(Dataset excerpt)
* start *
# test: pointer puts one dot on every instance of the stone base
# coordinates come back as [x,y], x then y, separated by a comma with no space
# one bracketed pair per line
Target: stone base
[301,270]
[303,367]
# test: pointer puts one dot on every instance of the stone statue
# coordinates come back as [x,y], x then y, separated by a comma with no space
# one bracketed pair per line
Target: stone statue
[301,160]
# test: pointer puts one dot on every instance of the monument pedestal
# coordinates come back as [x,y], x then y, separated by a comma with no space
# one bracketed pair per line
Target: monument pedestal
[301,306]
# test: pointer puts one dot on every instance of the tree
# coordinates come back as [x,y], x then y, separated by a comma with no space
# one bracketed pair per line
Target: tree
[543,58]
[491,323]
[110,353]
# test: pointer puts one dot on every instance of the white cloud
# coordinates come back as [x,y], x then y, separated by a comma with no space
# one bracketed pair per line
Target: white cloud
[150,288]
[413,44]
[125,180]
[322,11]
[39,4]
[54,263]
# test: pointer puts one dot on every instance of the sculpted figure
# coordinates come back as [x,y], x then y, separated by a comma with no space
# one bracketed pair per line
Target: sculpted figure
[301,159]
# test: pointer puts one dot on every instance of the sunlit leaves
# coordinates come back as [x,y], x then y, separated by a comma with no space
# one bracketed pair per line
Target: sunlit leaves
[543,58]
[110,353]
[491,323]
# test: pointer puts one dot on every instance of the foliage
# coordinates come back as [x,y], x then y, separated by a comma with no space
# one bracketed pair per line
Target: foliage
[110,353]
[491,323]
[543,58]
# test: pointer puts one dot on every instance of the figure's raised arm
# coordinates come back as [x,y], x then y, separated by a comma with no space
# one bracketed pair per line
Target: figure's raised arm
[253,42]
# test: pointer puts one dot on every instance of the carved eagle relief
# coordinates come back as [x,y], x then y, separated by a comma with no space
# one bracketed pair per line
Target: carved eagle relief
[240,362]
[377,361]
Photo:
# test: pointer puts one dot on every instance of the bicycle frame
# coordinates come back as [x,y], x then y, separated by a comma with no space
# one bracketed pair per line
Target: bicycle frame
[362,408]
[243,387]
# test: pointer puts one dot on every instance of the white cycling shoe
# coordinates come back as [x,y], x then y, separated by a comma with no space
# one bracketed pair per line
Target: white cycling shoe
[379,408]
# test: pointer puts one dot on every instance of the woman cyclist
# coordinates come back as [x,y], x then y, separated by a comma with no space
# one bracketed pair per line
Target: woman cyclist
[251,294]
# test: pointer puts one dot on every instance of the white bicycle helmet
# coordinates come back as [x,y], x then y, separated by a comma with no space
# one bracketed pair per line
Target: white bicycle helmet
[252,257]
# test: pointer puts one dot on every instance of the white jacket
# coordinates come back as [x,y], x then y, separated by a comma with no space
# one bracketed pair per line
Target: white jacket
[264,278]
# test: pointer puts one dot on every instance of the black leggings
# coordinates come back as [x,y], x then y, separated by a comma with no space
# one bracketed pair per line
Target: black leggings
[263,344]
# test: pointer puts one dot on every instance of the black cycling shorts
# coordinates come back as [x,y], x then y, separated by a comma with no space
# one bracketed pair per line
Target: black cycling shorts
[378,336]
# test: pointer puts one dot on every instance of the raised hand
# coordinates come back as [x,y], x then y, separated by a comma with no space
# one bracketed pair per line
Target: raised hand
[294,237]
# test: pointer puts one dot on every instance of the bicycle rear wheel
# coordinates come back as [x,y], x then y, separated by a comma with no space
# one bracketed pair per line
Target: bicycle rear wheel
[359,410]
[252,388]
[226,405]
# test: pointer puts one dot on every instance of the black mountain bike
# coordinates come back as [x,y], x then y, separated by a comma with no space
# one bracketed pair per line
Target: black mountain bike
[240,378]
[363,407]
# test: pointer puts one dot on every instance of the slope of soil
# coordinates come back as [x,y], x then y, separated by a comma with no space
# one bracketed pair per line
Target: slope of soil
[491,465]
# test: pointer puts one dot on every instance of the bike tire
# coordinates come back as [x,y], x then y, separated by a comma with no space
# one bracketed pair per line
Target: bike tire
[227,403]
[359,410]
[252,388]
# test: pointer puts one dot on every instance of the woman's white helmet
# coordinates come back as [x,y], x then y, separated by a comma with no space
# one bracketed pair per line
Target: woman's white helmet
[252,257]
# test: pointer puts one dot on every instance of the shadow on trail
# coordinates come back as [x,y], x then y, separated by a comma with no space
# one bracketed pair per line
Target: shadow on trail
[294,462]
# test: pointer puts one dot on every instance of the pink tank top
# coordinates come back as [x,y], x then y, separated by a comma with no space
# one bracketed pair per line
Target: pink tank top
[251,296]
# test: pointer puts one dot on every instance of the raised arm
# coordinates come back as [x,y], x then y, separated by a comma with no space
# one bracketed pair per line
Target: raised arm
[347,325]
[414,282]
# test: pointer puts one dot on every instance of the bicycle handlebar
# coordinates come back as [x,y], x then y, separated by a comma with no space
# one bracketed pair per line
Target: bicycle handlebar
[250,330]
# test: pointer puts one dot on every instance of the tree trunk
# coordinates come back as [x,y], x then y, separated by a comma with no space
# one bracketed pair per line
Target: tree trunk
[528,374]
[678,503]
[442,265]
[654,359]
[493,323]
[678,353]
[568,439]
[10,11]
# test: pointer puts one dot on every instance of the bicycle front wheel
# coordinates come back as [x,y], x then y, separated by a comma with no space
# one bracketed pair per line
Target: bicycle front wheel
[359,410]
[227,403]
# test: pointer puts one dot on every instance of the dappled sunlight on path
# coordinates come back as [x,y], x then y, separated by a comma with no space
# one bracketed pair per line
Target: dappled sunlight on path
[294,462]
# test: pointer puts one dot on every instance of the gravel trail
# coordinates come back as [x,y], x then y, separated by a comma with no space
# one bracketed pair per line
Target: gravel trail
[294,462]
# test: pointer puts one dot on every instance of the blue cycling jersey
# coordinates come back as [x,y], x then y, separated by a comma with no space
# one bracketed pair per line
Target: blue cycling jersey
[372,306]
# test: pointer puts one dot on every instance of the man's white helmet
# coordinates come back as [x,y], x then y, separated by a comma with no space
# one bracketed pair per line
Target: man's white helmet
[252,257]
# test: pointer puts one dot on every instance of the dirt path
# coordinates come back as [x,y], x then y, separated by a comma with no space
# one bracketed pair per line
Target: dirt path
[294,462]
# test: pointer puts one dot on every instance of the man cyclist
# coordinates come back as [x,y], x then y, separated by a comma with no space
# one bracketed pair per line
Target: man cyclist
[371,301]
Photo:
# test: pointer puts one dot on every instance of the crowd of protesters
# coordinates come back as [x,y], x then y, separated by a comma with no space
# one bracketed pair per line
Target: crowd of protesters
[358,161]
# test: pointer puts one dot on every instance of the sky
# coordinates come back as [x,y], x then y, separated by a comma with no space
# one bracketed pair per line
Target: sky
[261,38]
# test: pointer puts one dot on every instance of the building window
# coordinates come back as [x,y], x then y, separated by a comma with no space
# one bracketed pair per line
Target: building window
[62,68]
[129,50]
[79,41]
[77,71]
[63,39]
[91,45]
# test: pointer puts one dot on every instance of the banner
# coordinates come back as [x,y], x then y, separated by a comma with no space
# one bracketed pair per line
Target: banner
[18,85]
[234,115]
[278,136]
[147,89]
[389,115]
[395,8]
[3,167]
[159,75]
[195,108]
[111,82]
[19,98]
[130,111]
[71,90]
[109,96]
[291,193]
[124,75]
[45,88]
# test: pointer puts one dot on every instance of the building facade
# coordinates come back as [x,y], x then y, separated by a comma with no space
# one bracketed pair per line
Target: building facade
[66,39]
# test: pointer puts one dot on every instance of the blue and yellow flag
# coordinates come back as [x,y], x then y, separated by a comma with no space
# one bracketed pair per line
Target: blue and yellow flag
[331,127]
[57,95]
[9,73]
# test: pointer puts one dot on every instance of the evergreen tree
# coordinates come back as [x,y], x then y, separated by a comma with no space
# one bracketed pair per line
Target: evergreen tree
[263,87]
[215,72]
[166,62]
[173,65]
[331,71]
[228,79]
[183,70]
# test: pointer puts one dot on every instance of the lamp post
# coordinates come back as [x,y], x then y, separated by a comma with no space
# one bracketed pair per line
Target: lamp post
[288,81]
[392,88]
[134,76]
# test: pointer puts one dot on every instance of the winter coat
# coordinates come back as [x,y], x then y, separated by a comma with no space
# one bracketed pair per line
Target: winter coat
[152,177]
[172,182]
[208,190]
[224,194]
* end *
### THE TASK
Reproduce the data verbatim, everything from the line containing "the lamp post" down to the end of the data.

### RESULT FOR THIS EXERCISE
# test: pointer puts one dot on every instance of the lamp post
# coordinates come back as [x,y], x then y, separated by a comma with no space
# one bracketed pair per line
Target: lamp post
[288,81]
[392,88]
[134,76]
# test: pointer puts one dot on every instance of the winter coat
# coordinates come back as [x,y], x then y, separated by a comma with no space
# one bracketed pair per line
Target: winter coat
[152,177]
[172,182]
[208,190]
[224,194]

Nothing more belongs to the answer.